— STATED PROBLEM 1 —
Answer these from the text on California's highways:
(a) How did the population travel during Spanish and Mexican possession?
(b) How many commissioners made up the Bureau of Highways created in 1895?
(c) How much did California spend on highway purposes from 1885 to 1895?
— STATED PROBLEM 2 —
Please continue the text on California's highways, starting after its final sentence.

— START OF PAGE EXCERPT —

The system of highways now installed which gives California distinctive position among the states for the mileage, gradients, and smoothness of her rural roadways, has been realized by a process of evolution. During Spanish and Mexican possession, the population moved in the saddle along bridle paths and

cattle trails. The early American pioneers asserted their preference for wheeled vehicles but as they seldom desired to stay long in a place and were even doubtful of their desire to remain long anywhere in the country, they were content to move across the landscape on any streak of mud or dust which would not upset them. As their early activities were chiefly along the foothills and across the mountains and the upsetting of a stage or a packed animal was serious, road-building on the grades became first imperative. California became famous for mountain roads while on her valley highways it was a pardonable exaggeration to say that vehicles could pass unseen because of the depth of mud in the rainy season and the density of the dust in the dry. There were, of course, exceptions where the nature of the soil worked for good roads and where the supervisors of a county were honest, but generally the people were heavily taxed for decades for road purposes and still had no roads worth the name. It was not until 1895 that the legislature resolved to install system and method in road work and created a Bureau of Highways consisting of three commissioners to proceed toward that end. In its report of investigation this Bureau declared that California had during eleven years, 1885 to 1895, expended eighteen million dollars for highway purposes and had nothing but "deplorable roads because the money had been wastefully and injudiciously expended." The Bureau of Highways of 1895 designed a system of State highways, prescribed methods of construction and upkeep and was

followed by a Department of Highways with a single Highway Commissioner who continued exhortation toward desirable ends but no funds adequate for the realization of results were available.

— END OF PAGE EXCERPT —
— START OF STORED ROWS —

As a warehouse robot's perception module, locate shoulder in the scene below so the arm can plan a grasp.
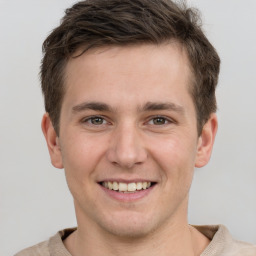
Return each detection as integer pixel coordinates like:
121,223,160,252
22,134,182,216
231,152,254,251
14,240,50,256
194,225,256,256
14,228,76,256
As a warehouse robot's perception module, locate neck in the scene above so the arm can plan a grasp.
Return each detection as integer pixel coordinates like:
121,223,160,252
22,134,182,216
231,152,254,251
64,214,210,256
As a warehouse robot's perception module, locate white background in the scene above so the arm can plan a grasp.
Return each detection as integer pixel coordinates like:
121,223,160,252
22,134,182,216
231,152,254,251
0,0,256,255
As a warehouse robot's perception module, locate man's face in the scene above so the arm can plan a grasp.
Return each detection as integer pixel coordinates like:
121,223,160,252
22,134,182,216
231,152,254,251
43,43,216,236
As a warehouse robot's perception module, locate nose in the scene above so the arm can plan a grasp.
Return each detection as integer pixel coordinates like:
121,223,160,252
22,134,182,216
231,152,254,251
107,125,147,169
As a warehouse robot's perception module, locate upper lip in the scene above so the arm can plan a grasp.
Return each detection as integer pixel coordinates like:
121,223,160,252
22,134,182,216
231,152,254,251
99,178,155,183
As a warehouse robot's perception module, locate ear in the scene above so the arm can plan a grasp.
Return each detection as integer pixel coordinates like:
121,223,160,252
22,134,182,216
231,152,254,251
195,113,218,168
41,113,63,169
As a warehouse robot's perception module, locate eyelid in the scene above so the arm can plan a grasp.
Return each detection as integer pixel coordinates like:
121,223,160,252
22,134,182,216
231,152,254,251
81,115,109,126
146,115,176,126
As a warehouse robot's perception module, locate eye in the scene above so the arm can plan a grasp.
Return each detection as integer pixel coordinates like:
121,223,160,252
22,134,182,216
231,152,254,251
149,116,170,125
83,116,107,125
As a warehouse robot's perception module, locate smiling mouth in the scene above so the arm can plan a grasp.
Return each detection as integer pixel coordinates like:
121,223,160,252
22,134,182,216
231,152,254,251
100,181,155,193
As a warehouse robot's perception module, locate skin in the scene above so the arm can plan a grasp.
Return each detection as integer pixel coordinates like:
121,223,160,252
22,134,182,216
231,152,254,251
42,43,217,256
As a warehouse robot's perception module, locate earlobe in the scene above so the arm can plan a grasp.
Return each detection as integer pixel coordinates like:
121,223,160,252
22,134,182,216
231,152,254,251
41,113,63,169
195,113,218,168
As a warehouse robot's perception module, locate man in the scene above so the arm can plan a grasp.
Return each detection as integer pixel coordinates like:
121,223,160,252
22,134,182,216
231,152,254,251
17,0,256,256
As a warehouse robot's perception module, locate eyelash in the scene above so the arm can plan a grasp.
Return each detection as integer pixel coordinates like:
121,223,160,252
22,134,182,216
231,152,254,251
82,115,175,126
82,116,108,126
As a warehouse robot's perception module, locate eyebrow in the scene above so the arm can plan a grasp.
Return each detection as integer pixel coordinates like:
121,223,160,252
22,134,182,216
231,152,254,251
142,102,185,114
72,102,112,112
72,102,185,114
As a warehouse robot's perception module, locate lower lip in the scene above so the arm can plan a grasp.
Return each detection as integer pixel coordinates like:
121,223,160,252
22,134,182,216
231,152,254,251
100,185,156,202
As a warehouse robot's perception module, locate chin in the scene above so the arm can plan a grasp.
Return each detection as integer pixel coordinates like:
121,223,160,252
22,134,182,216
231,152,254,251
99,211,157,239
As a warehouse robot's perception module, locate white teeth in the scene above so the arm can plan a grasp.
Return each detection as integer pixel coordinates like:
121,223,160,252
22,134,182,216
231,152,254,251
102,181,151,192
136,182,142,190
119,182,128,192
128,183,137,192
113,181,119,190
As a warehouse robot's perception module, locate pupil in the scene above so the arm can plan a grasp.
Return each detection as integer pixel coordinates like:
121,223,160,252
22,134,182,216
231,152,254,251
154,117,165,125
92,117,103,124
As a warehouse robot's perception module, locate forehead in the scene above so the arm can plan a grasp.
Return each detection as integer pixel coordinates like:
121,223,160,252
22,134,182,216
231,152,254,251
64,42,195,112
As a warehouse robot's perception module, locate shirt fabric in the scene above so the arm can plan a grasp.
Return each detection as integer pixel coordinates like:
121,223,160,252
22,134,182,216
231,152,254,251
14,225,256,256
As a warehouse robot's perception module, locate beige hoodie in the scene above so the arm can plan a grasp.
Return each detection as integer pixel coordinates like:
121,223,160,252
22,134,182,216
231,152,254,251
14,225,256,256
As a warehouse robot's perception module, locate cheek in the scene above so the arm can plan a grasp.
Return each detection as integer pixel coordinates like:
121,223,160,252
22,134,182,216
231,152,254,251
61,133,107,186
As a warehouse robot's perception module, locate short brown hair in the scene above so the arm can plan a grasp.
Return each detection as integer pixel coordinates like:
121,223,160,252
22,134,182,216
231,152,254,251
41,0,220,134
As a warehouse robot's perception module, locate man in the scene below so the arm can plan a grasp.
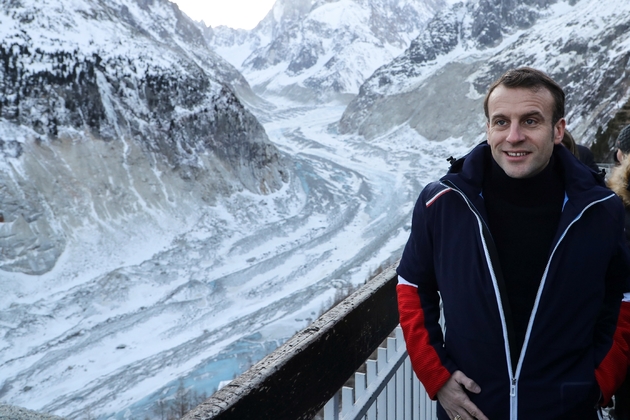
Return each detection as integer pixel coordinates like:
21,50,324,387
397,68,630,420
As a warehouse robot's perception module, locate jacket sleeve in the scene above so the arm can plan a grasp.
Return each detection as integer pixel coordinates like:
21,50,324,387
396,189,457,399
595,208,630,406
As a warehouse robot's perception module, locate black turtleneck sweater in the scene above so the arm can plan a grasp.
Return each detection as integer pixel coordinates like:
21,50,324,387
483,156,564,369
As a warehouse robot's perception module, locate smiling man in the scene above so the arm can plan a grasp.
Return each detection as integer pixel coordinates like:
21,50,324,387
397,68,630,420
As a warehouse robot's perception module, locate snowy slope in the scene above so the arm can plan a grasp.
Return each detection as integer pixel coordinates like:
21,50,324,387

— END OF STORED ROWS —

— EXERCISE OUTPUT 1 —
(a) In the saddle, along bridle paths and cattle trails.
(b) Three.
(c) Eighteen million dollars.

— EXERCISE OUTPUT 2 —
During the first decade of this century while cemented highways seemed wholly out of reach, much attention was given to promotion of oiling dirt roads and careful specifications were issued, based on wide observation and study, by the State Highway Commissioner. This recourse was a satisfactory makeshift and when the soil was sufficiently firm and the oil adequately and properly applied, the result was so good that oiling has been practiced to the present day, one county using more than 100,000 barrels of road oil at a cost of $229,951 in 1919, although the oil had practically doubled in value since it was first employed. There was also in other counties increasing expenditure for road-grading, wells and waterwagons for systematic sprinkling and excellent results and good repute were achieved by progressive county policy in this direction. It was, however, not until owners of motor vehicles multiplied and insisted on good roads to run them over, that the system of highways which is now one of California's chief agencies of industry and development began to be realized.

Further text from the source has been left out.